**DOCUMENT SEGMENT:**
=====
Updating from DeviceOS 1.4.4 to 1.5.0-rc.1 -> SOS Panic 1

@TrikkStar @UMD Thanks for providing additional info.

I think we are dealing with two separate problems here.

@TrikkStar I have reproduced your issue and it’s related to our changes to have better thread-safety for SPI between system and application on Gen 3, however some changes affected Gen 2 devices as well. The key problem on Gen 2 devices is due to the undefined order in which the global C++ constructors are called (STARTUP() macro creates an object in the global namespace with a constructor containing the code in the macro), the application-specific mutex for SPI class is not yet initialized at the point pinMode() is called in your STARTUP() macro and it needs to be for safety-checks on a pin configuration to be successfully made.

We’ll fix this in 1.5.0-rc.2. As a temporary workaround, please move any code that interacts with GPIO out of STARTUP() macro and perhaps into setup().
=====
**TASK STATEMENT:**
Please decide whether each statement agrees with the forum post about the DeviceOS update, answering yes or no and quoting the deciding words of the post.
1. A fix is planned for 1.5.0-rc.2.
2. The thread-safety changes affected only Gen 3 devices.
3. The suggested workaround is to move GPIO code into the STARTUP() macro.
The lines that follow are from a different source.

**Data records:**
=====
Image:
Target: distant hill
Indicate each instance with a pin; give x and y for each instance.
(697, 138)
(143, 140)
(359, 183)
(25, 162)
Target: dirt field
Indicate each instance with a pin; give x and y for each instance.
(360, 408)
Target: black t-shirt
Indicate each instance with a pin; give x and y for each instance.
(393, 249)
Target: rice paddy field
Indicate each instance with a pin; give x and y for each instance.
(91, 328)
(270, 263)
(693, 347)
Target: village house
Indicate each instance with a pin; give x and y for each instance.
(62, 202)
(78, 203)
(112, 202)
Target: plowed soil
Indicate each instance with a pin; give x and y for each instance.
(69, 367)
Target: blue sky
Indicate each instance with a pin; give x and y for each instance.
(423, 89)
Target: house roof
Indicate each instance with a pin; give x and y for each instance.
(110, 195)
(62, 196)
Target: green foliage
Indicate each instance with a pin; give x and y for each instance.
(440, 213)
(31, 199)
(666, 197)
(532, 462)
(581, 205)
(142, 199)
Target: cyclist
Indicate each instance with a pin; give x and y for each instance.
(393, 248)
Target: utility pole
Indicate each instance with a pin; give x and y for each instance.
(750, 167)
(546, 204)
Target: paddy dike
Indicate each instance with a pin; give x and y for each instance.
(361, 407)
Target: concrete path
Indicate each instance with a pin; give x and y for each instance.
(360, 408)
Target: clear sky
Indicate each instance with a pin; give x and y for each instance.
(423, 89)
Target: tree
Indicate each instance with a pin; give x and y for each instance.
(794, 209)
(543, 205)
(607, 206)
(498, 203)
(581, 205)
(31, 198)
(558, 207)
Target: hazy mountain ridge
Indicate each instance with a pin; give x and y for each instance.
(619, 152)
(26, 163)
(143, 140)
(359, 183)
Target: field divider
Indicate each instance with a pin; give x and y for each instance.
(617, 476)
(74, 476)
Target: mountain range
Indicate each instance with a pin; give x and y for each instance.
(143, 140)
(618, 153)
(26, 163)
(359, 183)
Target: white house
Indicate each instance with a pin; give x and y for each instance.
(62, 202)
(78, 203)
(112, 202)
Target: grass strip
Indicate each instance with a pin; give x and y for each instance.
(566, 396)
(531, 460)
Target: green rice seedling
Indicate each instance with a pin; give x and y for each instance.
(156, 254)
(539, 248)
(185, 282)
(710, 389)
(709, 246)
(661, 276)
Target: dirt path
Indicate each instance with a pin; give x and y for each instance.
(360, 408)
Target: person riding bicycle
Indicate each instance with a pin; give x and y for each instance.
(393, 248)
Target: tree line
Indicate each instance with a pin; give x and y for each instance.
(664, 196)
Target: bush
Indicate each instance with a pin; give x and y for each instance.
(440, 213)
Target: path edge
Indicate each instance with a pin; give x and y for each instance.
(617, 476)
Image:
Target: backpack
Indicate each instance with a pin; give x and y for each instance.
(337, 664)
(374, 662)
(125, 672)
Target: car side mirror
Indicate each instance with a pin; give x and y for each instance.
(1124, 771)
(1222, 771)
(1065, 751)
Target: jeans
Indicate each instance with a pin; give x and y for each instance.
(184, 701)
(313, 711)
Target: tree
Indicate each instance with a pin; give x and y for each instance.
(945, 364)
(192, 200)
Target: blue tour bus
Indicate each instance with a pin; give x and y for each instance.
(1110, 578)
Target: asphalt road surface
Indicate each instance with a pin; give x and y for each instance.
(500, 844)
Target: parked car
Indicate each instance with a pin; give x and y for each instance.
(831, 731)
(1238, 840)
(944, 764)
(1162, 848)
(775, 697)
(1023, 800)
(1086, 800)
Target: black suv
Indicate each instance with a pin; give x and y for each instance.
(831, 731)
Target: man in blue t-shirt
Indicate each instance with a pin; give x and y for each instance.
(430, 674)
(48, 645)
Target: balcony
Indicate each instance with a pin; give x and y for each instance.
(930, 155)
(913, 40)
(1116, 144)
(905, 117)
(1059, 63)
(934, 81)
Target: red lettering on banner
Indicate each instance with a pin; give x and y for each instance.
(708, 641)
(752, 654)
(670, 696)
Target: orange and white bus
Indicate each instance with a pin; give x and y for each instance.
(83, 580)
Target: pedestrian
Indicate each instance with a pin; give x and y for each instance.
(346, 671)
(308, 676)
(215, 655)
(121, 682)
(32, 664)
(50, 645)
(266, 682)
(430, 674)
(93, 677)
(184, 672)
=====
**THE ANSWER:**
1. Yes: "We’ll fix this in 1.5.0-rc.2."
2. No: "however some changes affected Gen 2 devices as well."
3. No: "please move any code that interacts with GPIO out of STARTUP() macro and perhaps into setup()."